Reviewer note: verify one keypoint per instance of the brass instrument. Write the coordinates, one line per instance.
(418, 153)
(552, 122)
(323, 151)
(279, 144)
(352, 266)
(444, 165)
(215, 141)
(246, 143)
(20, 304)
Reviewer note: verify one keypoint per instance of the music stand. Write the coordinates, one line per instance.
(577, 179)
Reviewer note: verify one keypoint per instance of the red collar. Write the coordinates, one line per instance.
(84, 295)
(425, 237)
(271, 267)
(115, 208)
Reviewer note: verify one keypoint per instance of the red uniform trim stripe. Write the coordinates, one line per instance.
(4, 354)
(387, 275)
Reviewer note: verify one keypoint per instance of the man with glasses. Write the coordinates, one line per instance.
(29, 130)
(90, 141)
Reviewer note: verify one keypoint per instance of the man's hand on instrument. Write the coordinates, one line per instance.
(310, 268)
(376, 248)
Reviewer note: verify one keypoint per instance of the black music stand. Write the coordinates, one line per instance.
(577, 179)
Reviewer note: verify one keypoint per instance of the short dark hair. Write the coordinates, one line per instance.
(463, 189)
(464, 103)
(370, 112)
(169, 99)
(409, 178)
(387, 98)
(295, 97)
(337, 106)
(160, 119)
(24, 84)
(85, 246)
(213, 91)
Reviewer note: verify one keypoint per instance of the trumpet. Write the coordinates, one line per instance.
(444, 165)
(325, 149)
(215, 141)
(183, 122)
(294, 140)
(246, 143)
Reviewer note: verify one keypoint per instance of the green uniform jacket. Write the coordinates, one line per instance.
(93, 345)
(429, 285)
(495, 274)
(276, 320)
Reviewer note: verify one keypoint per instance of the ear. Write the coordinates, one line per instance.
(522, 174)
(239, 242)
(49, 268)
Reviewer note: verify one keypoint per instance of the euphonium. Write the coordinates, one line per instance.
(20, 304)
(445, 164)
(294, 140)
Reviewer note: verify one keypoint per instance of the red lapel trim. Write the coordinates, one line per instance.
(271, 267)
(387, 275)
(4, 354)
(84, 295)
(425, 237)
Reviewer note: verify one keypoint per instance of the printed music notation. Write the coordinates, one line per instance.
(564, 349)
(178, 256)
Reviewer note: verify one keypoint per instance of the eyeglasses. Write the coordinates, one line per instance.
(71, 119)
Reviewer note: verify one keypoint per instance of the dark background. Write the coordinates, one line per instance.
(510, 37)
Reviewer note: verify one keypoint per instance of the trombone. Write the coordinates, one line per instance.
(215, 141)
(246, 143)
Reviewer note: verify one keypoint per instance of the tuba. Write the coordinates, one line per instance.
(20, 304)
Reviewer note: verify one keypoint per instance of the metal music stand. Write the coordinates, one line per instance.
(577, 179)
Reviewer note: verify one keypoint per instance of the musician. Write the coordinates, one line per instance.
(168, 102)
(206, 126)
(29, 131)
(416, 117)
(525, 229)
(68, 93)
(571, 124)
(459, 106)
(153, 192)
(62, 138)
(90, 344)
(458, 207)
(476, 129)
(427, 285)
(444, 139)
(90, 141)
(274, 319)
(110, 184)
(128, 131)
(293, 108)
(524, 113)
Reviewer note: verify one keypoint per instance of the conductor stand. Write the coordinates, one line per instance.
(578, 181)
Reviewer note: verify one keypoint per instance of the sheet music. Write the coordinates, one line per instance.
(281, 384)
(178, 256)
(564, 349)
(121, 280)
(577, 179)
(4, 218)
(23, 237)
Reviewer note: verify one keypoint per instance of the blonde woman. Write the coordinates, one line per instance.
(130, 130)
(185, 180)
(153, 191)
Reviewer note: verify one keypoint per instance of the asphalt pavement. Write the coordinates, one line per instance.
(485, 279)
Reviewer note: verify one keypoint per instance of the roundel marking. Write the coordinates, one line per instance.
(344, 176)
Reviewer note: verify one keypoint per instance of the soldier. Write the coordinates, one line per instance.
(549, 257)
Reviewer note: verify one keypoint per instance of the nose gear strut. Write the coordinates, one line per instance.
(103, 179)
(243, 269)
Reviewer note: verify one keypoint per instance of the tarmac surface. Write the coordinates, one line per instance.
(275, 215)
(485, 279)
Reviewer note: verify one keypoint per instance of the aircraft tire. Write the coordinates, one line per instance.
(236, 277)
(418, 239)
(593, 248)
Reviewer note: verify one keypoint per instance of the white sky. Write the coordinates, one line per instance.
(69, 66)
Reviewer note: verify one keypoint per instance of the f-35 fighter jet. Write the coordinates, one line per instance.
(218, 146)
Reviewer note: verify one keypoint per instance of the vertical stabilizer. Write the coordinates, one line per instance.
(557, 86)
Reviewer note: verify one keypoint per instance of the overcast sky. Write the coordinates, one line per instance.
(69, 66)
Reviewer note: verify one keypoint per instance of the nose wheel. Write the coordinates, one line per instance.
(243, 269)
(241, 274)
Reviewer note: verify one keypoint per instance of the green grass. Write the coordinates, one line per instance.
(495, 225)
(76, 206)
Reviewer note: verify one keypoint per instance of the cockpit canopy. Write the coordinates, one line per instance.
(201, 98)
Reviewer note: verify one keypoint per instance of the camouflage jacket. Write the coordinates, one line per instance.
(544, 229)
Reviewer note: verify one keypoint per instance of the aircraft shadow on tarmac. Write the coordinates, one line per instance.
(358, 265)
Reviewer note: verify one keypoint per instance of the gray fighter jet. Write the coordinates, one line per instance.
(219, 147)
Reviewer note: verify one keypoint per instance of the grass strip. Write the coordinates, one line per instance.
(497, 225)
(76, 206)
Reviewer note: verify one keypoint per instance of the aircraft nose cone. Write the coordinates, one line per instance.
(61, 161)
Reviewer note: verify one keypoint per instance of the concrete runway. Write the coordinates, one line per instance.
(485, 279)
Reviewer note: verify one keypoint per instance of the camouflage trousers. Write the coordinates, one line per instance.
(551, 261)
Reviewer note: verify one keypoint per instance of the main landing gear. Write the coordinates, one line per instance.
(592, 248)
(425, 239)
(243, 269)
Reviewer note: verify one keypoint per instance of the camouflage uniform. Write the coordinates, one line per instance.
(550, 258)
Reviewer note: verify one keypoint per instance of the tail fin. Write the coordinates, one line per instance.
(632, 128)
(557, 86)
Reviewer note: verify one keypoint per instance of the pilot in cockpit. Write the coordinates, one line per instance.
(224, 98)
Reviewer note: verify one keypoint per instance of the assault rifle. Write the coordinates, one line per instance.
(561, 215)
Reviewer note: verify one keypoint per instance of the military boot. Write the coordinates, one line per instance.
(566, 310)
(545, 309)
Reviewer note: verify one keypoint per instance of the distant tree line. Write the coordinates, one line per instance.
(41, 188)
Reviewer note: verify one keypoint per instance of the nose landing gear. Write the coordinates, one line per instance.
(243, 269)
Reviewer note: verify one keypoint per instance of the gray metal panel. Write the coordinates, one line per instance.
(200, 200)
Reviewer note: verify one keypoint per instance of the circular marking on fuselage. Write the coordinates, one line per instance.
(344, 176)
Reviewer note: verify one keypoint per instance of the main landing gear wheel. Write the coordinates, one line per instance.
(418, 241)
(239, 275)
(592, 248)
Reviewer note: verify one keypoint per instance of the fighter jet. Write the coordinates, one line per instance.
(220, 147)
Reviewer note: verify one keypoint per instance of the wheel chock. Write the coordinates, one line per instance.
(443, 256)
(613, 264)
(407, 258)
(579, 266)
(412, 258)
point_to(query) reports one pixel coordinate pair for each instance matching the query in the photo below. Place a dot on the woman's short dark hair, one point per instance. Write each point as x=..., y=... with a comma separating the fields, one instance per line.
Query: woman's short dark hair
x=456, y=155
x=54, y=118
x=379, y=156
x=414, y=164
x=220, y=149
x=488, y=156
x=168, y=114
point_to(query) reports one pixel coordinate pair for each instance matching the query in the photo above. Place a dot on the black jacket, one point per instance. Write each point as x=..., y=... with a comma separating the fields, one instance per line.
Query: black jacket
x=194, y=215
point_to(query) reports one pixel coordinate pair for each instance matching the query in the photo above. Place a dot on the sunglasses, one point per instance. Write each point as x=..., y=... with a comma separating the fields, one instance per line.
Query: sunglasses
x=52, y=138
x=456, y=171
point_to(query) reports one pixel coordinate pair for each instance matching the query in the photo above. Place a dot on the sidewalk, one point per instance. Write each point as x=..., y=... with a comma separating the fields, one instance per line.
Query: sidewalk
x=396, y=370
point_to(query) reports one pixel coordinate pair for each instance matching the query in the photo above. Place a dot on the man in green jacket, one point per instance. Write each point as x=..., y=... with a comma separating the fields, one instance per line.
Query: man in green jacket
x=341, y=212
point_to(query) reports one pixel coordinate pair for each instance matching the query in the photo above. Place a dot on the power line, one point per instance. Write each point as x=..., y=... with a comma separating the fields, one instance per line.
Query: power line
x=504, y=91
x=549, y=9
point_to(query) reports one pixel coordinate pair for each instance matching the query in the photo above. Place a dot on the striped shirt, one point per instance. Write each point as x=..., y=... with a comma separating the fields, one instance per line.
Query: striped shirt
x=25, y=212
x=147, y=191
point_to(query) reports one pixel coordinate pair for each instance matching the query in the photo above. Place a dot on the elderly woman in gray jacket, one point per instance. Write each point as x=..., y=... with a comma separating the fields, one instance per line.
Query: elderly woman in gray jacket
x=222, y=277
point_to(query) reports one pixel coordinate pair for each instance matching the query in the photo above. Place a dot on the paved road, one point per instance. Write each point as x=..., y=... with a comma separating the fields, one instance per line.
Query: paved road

▬▬▬▬▬▬▬▬▬▬

◆ Exercise description: Where a line in the listing above includes the string "road", copy that line.

◆ Written response:
point_to(query) reports one pixel coordinate pair for each instance matching the query in the photo above. Place a dot on the paved road, one point per instance. Write each point as x=..., y=... with a comma separating the fields, one instance per line.
Query: paved road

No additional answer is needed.